## Task to complete
Using the article below on publishing physician quality scores, explain in one to three sentences why Matt Gove wanted Piedmont to build its own physician review platform.

--- Excerpt Enclosed Below ---

For Transparency in Healthcare, Publish Your Quality Scores
Piedmont Healthcare in Atlanta plunged headfirst into transparency when Chief Consumer Officer Matt Gove decided four years ago to publish physician quality scores online – without a mechanism for doctors to question feedback.
“The only censorship of reviews is for defamatory content, profanity or protected health information,” Gove explained. “Otherwise, we publish it.”
When Gove launched the project, he knew that consumers were reading physician reviews prior to coming to the hospital.
“My job is to drive revenue,” he said. “So that means I need to help people that want our services get in the door the way they want to get in.”
This may feel risky, but Gove argued that publishing physician quality scores enables him to monitor a conversation that’s already happening.
Moreover, he wants the clicks. When Gove launched Piedmont’s physician review portal, he suspected that if his health system didn’t build the platform, potential patients would look elsewhere.
“We knew back in 2012 that other companies in healthcare were essentially hijacking traffic that was meant for our physician pages, and using that traffic to sell advertising or enhanced listings back to us,” he said. “I was very pissed.”
Gove also knew that self-publishing reviews would ensure information was up-to-date and correct. Today, the system publishes quality scores for more than a thousand of its doctors.
Perhaps surprisingly, it was easy to get the doctors on board.

--- End of Enclosed Excerpt ---
--- Data listing Enclosed Below ---

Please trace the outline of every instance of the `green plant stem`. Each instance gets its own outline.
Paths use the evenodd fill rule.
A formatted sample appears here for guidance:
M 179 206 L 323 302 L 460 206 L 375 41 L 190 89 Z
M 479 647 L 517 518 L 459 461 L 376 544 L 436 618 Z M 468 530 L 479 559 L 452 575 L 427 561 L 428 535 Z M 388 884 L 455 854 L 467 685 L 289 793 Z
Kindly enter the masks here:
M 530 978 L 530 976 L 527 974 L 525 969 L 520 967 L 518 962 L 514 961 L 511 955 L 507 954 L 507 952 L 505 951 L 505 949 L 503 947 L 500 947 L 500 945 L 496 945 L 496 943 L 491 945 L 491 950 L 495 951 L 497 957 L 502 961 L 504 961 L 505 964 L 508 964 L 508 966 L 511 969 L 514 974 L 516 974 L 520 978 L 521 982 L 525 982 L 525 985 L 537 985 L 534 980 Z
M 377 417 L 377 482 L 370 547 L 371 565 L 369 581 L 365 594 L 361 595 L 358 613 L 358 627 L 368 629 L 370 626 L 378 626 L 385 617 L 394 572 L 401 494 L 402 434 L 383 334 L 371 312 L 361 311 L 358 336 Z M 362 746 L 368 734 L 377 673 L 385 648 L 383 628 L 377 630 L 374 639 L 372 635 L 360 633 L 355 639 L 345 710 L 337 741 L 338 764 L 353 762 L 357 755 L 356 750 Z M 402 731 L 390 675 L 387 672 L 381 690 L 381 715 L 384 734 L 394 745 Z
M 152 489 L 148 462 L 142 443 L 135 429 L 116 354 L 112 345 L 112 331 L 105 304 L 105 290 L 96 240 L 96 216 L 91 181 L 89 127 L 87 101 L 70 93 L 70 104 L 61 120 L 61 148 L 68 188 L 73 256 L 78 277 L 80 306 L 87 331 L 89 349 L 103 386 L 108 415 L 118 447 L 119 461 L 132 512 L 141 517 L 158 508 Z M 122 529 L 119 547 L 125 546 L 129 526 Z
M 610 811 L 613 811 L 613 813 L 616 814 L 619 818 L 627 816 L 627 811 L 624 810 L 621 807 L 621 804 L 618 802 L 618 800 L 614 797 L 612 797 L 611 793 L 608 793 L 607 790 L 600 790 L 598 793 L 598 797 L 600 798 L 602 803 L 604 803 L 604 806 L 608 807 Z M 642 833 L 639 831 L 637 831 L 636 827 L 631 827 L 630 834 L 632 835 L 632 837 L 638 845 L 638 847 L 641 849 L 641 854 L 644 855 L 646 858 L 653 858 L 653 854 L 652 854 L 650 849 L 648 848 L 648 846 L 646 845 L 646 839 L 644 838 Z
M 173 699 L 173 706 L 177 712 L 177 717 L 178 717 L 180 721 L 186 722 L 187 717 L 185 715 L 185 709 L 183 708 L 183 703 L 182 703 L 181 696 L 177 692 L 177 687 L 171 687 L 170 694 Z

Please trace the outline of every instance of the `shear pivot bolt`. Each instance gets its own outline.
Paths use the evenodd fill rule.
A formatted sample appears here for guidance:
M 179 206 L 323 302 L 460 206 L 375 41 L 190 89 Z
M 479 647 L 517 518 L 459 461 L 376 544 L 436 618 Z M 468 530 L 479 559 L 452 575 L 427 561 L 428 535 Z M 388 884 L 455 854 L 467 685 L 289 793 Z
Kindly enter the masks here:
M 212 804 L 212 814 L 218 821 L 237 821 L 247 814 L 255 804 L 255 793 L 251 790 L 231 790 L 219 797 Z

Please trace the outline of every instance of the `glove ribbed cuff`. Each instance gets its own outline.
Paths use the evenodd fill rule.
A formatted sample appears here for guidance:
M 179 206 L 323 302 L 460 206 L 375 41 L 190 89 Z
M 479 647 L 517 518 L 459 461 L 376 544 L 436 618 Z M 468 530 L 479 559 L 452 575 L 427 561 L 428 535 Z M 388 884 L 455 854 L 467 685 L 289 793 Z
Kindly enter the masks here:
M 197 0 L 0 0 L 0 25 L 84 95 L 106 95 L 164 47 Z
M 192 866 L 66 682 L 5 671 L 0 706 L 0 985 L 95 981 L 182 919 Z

--- End of Enclosed Data listing ---
--- Data listing Enclosed Below ---

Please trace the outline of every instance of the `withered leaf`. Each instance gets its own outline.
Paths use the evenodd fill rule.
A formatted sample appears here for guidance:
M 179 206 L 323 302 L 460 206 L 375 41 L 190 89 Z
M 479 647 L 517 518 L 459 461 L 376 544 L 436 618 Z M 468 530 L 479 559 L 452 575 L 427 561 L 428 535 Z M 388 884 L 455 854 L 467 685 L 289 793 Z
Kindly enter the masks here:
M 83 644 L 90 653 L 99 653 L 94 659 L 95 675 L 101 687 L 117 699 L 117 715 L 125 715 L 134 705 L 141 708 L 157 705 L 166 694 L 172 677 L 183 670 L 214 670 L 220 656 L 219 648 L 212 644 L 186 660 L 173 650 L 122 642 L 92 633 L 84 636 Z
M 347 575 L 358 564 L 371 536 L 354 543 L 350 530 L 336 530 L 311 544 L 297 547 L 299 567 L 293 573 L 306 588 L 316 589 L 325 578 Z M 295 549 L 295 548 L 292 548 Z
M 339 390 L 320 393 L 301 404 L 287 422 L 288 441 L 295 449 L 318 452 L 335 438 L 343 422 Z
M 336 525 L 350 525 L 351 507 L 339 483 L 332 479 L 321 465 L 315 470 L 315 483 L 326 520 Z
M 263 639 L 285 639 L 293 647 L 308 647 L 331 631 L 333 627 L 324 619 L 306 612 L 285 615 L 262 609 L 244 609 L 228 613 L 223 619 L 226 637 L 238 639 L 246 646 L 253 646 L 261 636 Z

--- End of Enclosed Data listing ---

## Written reply
Gove suspected that if Piedmont didn't build the platform, potential patients would look elsewhere. Other healthcare companies were already taking traffic meant for Piedmont's physician pages and using it to sell advertising or enhanced listings back to Piedmont. Publishing the reviews itself would also keep the information up-to-date and correct.